◆ **TASK GOAL**
An exact copy of every record below is needed, with all pictures removed.

Dataset items
▬▬▬
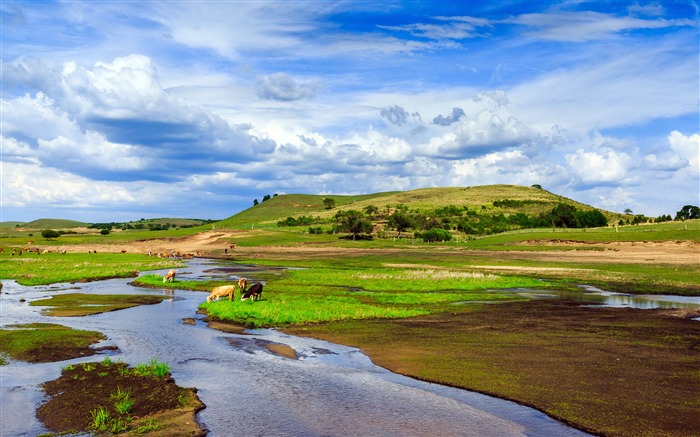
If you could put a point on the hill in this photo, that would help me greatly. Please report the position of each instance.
(10, 224)
(46, 223)
(486, 200)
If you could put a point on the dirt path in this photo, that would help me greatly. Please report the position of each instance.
(217, 243)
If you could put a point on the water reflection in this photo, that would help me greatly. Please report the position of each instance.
(596, 296)
(248, 385)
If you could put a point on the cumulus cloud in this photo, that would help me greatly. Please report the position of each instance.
(687, 147)
(456, 114)
(478, 134)
(280, 86)
(116, 121)
(599, 168)
(398, 115)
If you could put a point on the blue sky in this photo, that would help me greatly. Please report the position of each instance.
(118, 110)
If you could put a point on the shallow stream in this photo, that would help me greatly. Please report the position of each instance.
(249, 390)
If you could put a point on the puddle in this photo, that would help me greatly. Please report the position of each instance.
(260, 382)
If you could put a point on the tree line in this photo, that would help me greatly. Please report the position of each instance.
(440, 223)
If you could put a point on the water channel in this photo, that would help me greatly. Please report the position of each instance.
(330, 390)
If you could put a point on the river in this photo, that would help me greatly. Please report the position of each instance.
(330, 390)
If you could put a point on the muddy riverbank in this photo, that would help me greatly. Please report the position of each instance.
(251, 388)
(610, 371)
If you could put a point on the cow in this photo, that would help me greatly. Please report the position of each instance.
(170, 276)
(219, 292)
(253, 293)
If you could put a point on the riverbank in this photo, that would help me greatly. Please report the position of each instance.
(608, 371)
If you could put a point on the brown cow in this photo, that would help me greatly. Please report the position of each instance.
(219, 292)
(170, 276)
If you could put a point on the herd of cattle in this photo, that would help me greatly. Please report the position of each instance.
(253, 293)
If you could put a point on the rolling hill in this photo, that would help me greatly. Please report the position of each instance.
(486, 199)
(47, 223)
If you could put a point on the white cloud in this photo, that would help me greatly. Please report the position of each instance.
(687, 147)
(280, 86)
(599, 168)
(586, 25)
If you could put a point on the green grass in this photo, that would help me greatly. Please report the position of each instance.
(324, 294)
(154, 368)
(669, 231)
(79, 304)
(33, 269)
(100, 419)
(28, 342)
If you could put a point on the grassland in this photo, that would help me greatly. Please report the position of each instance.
(419, 308)
(46, 342)
(78, 304)
(35, 269)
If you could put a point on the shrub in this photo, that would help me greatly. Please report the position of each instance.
(49, 234)
(436, 234)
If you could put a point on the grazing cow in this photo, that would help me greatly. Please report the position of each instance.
(170, 276)
(253, 293)
(219, 292)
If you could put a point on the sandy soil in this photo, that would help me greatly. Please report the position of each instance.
(218, 244)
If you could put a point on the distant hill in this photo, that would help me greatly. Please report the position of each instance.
(53, 224)
(487, 199)
(10, 224)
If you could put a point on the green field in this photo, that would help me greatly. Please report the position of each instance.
(443, 312)
(33, 269)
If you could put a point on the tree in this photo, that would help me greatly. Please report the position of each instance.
(48, 234)
(688, 212)
(353, 222)
(328, 203)
(371, 210)
(590, 219)
(400, 221)
(563, 215)
(437, 234)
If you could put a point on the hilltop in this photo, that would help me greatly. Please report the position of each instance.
(490, 200)
(49, 223)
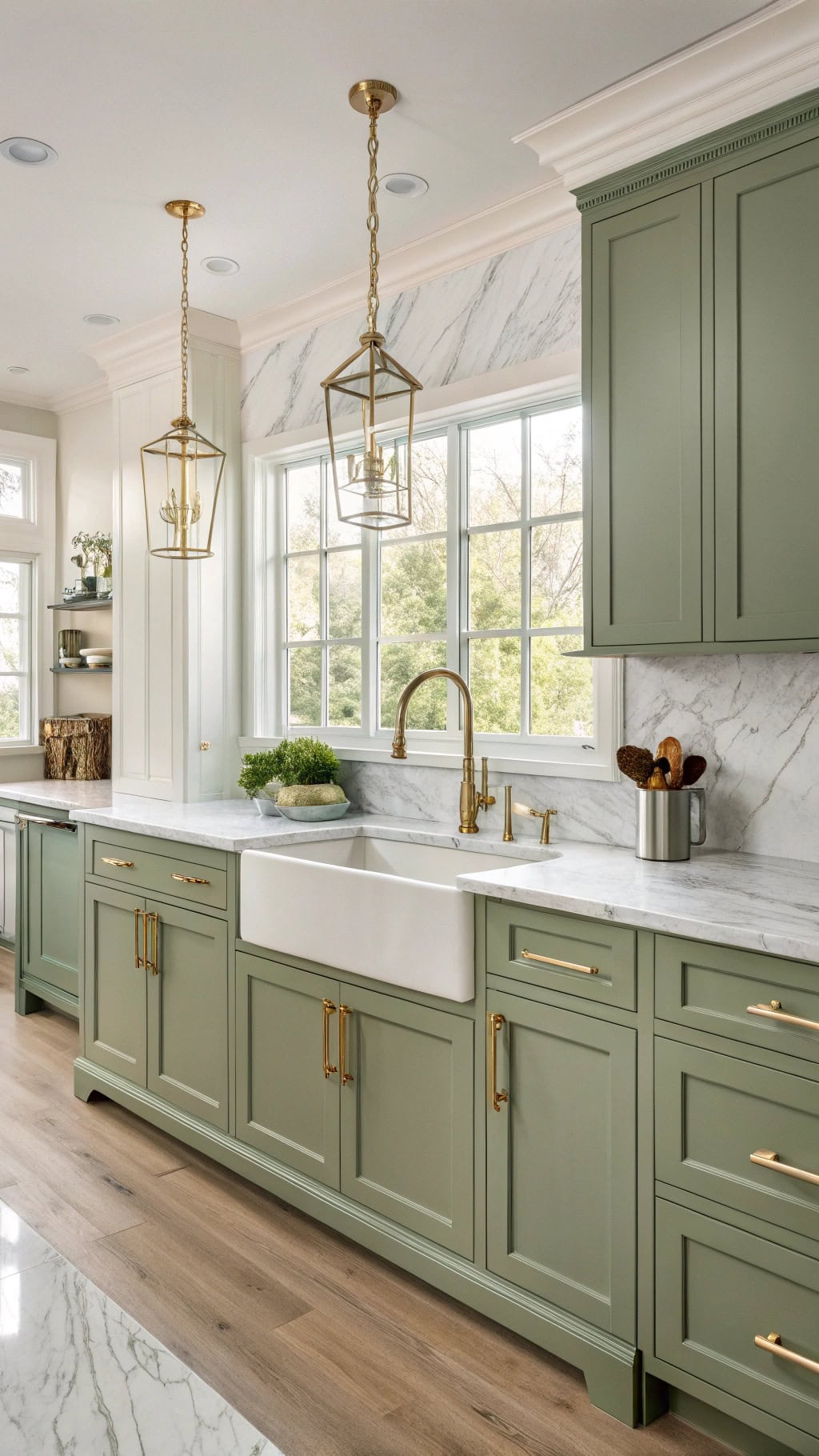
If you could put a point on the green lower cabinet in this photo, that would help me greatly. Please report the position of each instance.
▬▬▬
◆ **ANSWER BOX**
If you could put a point on the hill in this photo, that would help me greatly. Please report the position of each instance.
(10, 224)
(46, 223)
(486, 200)
If you could put a point on the dirt path in this photo, that would help me greatly. Please report the position of each instance.
(217, 243)
If you could put a point on the water reflection in this photo, that would help me greatly. Please report the position of each instance.
(596, 296)
(248, 385)
If you could put a point on the cumulus cloud in this photo, that would help me greatly. Please report the position of each instance.
(687, 147)
(456, 114)
(478, 134)
(280, 86)
(116, 121)
(599, 168)
(398, 115)
If you could put a point on the blue sky in this photo, that would help me greatly. Please report the position of each instance.
(118, 110)
If you could put a point on the shallow stream in this photo, that would help me greatly. Please report the position of each instance.
(249, 390)
If you could put a point on the puddle in this photo, that would help me greatly. Please report the position of each instance.
(260, 382)
If you could put a point on the tree line in this photo, that would help me greatly. Please report the position of each instance.
(440, 223)
If you could put a point on the water channel in this photo, that would help me greatly. Please report the position of each instance.
(330, 390)
If you could put a point on the river in this photo, that would help me greatly. Please report the position of each instance.
(330, 390)
If you could put a point on the muddy riverbank in this photo, that would help me greatly. Please report the position of each instance.
(251, 388)
(610, 371)
If you could put a point on the cow in this photo, that would help me greatly. Please report the position of each instance.
(170, 276)
(219, 292)
(253, 293)
If you could put a point on the riverbank in this photo, that would help me greatly. Please report the position of each instance.
(608, 371)
If you could put a point on the brown cow in this photo, that would help me greatly. Please report the position of each instance.
(219, 292)
(170, 276)
If you could put a point on the herd of cattle in this photo, that would help me greatly. Please report the position of each instance.
(253, 293)
If you could put a point on the rolling hill in this photo, that would help me greatly. Please report the position of each instance.
(486, 199)
(47, 223)
If you could put a point on the white cloud in this photo, that would help me greatly. Please report the position of each instance.
(687, 147)
(280, 86)
(599, 168)
(586, 25)
If you could put a point on the green grass in this photo, that would help me greatly. Please report the position of each instance.
(324, 294)
(154, 368)
(669, 231)
(79, 304)
(33, 269)
(100, 419)
(28, 342)
If you could put a point on the grassland in this photo, that would help me greatly. Please report the position of each instance.
(419, 308)
(46, 342)
(78, 304)
(35, 269)
If you could put a point on the shrub in this photo, that would help me greatly. Please report the position of each instance.
(49, 234)
(436, 234)
If you could put a point on the grazing cow in this photo, that would help me greatly. Please report the position of each instance.
(170, 276)
(253, 293)
(219, 292)
If you could put a point on the sandy soil in this photo, that would help me greatly. Please report the position of each instance.
(218, 244)
If you could put a point on the distant hill in this photo, that would help me greatly. Please report the position of each instance.
(53, 224)
(487, 199)
(10, 224)
If you could put a point on the green field in this photo, that would help me greatly. Please report the position of each instance.
(443, 312)
(33, 269)
If you could put a point on the tree in this photo, that would help me greatly. Please report the position of each instance.
(48, 234)
(688, 212)
(353, 222)
(328, 203)
(371, 210)
(590, 219)
(400, 221)
(563, 215)
(437, 234)
If you could put a point on the hilltop in this photo, that would help me greatly. Please report the position of each instance.
(490, 200)
(49, 223)
If you could put a point on the green lower cabinet in this photo, that would help me greatly. Please report the position of each instance.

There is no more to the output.